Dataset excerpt
○ ○ ○ ○ ○
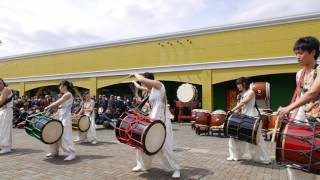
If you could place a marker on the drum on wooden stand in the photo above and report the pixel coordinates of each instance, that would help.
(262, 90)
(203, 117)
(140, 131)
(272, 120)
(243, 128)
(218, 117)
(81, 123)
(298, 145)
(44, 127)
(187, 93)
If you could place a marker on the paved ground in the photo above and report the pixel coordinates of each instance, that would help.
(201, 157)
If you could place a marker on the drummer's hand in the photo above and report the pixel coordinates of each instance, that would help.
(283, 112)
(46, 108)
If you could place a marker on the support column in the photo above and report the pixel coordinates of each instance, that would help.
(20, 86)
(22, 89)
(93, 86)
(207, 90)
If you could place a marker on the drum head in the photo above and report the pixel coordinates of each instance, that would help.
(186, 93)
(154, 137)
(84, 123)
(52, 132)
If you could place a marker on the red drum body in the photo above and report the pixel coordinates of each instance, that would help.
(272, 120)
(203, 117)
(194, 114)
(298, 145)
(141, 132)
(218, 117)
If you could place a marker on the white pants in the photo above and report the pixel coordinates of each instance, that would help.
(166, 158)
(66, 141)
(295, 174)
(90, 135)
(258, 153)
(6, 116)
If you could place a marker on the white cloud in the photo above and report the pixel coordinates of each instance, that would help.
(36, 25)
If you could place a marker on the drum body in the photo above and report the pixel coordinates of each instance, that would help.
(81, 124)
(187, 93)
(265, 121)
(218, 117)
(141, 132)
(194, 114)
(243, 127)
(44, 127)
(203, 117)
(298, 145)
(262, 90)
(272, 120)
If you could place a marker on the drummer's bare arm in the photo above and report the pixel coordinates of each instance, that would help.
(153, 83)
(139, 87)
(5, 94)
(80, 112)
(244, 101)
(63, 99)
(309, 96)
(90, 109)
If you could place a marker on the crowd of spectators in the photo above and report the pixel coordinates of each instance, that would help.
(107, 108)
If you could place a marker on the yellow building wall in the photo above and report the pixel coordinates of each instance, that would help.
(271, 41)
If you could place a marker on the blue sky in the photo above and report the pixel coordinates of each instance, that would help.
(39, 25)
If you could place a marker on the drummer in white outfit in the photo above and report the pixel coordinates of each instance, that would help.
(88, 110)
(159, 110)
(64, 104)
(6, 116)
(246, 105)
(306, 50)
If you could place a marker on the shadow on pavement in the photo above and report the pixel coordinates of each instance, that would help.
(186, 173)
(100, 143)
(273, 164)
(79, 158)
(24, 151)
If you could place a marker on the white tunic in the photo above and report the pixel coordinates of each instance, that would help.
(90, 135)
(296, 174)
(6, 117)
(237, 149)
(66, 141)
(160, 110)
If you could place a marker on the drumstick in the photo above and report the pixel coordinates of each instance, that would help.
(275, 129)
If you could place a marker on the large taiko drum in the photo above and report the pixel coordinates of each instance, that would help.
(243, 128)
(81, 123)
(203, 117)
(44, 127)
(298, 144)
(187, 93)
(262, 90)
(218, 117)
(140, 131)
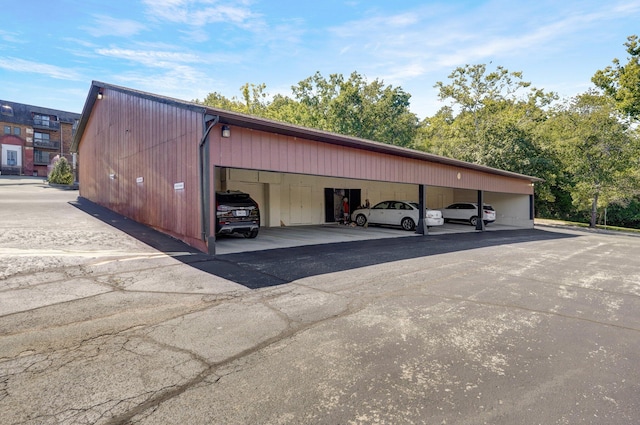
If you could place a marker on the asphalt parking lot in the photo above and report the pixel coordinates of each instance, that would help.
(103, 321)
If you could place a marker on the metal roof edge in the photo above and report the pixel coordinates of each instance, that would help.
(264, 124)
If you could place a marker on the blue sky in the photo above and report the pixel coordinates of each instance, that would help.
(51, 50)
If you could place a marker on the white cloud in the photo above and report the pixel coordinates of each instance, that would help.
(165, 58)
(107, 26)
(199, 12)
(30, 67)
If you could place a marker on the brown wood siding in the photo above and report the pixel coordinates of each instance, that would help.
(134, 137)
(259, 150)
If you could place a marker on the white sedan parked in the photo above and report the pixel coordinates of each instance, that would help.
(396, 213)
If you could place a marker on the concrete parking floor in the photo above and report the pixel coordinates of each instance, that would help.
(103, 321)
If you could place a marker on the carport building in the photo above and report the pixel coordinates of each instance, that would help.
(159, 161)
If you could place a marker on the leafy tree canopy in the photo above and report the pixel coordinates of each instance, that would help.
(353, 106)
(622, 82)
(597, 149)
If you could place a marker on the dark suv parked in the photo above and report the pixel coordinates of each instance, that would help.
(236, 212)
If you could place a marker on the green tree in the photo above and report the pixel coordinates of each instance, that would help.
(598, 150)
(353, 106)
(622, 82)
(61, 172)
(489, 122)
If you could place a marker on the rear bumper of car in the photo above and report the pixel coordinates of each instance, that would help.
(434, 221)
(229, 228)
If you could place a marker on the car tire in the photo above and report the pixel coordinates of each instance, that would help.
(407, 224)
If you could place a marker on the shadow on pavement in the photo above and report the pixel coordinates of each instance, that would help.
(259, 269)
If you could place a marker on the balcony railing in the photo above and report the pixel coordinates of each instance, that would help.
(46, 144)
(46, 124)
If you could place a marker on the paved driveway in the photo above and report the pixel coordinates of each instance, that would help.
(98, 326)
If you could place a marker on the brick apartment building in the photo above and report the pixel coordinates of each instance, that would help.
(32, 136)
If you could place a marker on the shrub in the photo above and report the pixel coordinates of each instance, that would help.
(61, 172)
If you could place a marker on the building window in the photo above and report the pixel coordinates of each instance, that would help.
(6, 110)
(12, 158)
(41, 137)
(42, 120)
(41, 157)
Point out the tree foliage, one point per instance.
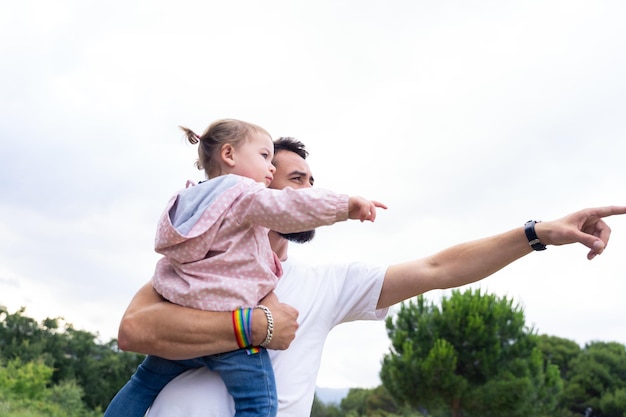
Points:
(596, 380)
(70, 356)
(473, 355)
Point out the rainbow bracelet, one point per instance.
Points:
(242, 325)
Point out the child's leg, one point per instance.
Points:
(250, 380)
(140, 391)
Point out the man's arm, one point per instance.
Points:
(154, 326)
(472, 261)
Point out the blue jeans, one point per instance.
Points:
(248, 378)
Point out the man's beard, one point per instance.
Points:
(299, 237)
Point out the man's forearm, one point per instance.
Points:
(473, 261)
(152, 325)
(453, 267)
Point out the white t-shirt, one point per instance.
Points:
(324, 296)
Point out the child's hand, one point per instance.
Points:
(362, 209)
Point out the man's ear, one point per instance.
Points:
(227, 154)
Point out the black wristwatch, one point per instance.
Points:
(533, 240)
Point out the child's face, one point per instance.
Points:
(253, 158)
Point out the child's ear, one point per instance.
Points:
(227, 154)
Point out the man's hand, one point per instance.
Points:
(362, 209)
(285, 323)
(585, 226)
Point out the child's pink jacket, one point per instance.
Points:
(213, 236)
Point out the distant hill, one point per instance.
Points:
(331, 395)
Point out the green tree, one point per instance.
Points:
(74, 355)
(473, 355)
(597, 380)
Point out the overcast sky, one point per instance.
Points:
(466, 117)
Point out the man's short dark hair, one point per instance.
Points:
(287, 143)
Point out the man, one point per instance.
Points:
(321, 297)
○ ○ ○ ○ ○
> _Task description_
Print the lines from the one that contains "If you could place a marker on the shrub" through the last line of the data, exactly and in full, and no other lines. Pictures are not part of the copy.

> _Reply to the task_
If you could place a marker on the shrub in the photo above and report the pixel coordinates of each instance, that would help.
(61, 172)
If you could place a marker on the building window in the photo above and report the pixel coordinates of each instance, that would help.
(6, 110)
(12, 158)
(41, 137)
(42, 120)
(41, 157)
Point out the tree foliage, one point per instance.
Points:
(596, 380)
(70, 356)
(473, 355)
Point out the rainbow bracelet, one point per instance.
Points:
(242, 325)
Point out the child's leg, one point per instance.
Points:
(250, 380)
(140, 391)
Point out the man's arm, one point per instance.
Points:
(154, 326)
(472, 261)
Point out the blue jeans, one point per instance.
Points:
(248, 378)
Point out the man's beard, one point per instance.
Points:
(299, 237)
Point out the man's forearm, one point per instance.
Points:
(473, 261)
(152, 325)
(453, 267)
Point out the white t-shirt, one point per instance.
Points:
(324, 296)
Point out the child's hand, one point per instance.
Points:
(362, 209)
Point out the man's ear, one point per instance.
Points:
(227, 154)
Point out the black wristwatch, one point per instance.
Points:
(533, 240)
Point out the child's face, one point per instance.
Points:
(253, 158)
Point out the child's ear, one point per instance.
Points:
(227, 154)
Point out the man's hand, one point per instance.
Points:
(362, 209)
(285, 323)
(585, 226)
Point out the child's pink jacket, one point per instance.
Points:
(213, 236)
Point out the distant hill, one point per instance.
Points:
(331, 395)
Point out the green tree, one point per instance.
Points:
(74, 355)
(473, 355)
(597, 380)
Point out the overcast sky, one point per instance.
Points:
(466, 117)
Point out the man's short dark hair, one point per instance.
Points:
(287, 143)
Point out the man, one point per instance.
Points:
(321, 297)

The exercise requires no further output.